● **Directions**
From the listing below, work out how many lines contain "each"; the answer is that number and nothing more.

● **Records to use**
#####
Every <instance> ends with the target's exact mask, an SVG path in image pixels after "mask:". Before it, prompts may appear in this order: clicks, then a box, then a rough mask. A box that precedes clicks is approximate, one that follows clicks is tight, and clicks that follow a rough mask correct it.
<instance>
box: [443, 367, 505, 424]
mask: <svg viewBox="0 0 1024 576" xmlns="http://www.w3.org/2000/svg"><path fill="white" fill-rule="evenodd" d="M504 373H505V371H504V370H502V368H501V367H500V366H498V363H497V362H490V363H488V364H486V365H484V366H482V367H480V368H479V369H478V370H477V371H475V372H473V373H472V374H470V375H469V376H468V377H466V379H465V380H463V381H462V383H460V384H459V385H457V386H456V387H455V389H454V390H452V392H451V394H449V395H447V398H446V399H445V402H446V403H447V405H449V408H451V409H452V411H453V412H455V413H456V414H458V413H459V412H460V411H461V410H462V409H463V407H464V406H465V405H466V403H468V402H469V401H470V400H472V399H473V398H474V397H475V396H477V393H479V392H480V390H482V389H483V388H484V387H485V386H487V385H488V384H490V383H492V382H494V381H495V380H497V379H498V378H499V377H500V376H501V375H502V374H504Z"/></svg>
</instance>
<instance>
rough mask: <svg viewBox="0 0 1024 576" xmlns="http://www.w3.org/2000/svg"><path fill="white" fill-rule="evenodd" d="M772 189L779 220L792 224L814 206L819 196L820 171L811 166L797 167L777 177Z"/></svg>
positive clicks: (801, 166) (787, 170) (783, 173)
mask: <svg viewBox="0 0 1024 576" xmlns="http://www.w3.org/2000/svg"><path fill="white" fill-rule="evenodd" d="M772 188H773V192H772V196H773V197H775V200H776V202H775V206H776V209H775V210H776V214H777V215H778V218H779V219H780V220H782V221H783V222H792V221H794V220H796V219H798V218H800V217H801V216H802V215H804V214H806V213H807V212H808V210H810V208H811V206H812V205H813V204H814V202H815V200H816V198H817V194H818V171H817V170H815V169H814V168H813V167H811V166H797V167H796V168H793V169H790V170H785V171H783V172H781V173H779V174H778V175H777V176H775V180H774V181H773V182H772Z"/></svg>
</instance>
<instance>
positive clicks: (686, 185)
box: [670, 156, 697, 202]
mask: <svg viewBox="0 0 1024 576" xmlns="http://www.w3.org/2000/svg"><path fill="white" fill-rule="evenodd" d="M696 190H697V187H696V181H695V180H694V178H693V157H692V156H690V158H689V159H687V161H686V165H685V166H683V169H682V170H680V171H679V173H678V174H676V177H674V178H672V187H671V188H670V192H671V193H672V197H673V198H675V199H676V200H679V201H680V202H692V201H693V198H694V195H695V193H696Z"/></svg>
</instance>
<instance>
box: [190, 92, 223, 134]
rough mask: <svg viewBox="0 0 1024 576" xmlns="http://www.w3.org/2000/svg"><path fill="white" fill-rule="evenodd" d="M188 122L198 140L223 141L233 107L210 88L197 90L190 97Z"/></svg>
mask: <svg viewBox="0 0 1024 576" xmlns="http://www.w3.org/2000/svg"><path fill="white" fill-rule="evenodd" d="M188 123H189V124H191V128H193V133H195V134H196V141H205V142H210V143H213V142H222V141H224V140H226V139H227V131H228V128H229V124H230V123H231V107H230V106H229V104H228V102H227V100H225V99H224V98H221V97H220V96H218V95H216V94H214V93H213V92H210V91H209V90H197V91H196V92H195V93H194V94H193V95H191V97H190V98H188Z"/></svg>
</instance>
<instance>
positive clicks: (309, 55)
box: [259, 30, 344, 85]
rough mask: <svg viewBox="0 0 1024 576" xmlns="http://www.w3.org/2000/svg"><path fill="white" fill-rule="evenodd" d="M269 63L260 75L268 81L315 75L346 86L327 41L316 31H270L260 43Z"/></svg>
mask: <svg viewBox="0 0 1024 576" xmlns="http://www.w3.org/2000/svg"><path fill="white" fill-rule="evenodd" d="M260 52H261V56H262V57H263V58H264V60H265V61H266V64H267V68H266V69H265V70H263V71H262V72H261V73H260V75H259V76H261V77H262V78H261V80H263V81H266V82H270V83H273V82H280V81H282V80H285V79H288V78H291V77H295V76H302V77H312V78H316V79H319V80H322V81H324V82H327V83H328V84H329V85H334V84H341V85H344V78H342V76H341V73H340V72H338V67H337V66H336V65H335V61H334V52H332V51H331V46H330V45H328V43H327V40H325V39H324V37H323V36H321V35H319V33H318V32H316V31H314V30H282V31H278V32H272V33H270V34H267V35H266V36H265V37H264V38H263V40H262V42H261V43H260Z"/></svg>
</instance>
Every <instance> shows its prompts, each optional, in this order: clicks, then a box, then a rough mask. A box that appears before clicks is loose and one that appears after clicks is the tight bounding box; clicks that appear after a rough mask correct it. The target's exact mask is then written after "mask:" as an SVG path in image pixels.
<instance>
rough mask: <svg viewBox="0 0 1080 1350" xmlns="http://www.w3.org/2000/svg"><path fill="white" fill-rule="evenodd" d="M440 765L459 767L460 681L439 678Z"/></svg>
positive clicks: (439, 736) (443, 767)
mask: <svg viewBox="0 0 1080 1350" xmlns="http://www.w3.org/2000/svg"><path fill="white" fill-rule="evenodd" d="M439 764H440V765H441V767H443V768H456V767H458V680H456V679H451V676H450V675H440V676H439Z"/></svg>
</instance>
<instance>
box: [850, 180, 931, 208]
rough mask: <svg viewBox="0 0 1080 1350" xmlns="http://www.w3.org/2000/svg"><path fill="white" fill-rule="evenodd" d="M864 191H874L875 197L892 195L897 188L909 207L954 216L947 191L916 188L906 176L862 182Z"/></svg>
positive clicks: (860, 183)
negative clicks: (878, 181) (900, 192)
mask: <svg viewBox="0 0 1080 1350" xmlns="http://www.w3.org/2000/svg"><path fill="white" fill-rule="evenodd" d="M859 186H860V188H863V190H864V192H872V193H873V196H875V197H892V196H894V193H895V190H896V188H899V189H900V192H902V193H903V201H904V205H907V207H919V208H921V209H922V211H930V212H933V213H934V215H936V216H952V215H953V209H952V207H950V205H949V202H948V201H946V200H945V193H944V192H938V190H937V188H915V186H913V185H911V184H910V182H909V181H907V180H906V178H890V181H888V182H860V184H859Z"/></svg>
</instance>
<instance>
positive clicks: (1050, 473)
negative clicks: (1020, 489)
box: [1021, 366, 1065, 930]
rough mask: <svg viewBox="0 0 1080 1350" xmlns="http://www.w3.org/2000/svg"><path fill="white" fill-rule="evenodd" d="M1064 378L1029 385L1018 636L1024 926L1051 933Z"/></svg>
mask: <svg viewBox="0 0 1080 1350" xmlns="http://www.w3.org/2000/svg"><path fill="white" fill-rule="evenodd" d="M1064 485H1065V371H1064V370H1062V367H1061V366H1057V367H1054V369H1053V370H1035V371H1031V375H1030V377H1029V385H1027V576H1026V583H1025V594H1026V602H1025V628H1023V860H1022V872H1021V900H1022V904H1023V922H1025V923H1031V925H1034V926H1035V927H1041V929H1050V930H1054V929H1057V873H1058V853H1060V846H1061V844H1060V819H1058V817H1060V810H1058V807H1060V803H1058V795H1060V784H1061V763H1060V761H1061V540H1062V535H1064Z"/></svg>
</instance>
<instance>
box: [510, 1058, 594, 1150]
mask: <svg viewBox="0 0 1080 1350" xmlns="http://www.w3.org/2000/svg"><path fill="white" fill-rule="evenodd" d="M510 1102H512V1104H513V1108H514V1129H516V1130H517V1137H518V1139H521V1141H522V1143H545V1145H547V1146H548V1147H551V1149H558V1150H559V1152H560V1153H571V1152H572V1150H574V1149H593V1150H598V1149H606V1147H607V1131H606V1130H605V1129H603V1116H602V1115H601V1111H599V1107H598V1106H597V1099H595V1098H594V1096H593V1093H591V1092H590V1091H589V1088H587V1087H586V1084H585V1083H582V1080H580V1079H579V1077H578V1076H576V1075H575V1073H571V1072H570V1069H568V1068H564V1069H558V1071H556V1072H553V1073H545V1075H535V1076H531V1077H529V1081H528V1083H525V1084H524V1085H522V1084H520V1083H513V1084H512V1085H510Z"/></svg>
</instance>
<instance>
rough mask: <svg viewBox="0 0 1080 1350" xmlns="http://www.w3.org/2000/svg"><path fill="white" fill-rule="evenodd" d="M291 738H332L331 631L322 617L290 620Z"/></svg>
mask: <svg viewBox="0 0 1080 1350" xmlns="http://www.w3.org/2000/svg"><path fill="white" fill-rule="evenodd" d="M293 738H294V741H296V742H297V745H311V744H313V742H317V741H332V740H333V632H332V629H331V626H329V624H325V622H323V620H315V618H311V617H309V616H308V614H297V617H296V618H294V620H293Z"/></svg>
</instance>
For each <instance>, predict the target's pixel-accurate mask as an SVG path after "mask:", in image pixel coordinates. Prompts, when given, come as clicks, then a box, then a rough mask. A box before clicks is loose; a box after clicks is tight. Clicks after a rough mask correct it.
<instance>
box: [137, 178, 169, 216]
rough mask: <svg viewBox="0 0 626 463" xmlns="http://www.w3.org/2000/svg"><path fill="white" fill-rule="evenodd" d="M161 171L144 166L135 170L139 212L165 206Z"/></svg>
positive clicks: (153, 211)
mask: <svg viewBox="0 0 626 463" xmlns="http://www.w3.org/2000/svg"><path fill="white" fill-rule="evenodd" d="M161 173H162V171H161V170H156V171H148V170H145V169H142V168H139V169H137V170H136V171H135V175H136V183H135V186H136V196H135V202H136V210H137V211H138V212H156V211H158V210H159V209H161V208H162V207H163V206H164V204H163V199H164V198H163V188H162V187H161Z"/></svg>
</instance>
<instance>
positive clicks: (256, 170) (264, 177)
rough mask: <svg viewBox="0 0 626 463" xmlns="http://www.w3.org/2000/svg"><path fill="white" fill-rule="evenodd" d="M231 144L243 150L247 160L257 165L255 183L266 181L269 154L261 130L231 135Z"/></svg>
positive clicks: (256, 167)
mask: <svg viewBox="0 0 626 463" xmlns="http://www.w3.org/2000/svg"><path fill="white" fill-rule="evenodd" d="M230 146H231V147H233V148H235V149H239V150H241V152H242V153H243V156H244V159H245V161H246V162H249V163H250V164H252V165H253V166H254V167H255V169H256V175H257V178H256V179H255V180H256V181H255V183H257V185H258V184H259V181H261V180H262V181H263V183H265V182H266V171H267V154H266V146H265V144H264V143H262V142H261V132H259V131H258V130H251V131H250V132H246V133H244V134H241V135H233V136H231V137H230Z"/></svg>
#####
● **Exercise answer**
2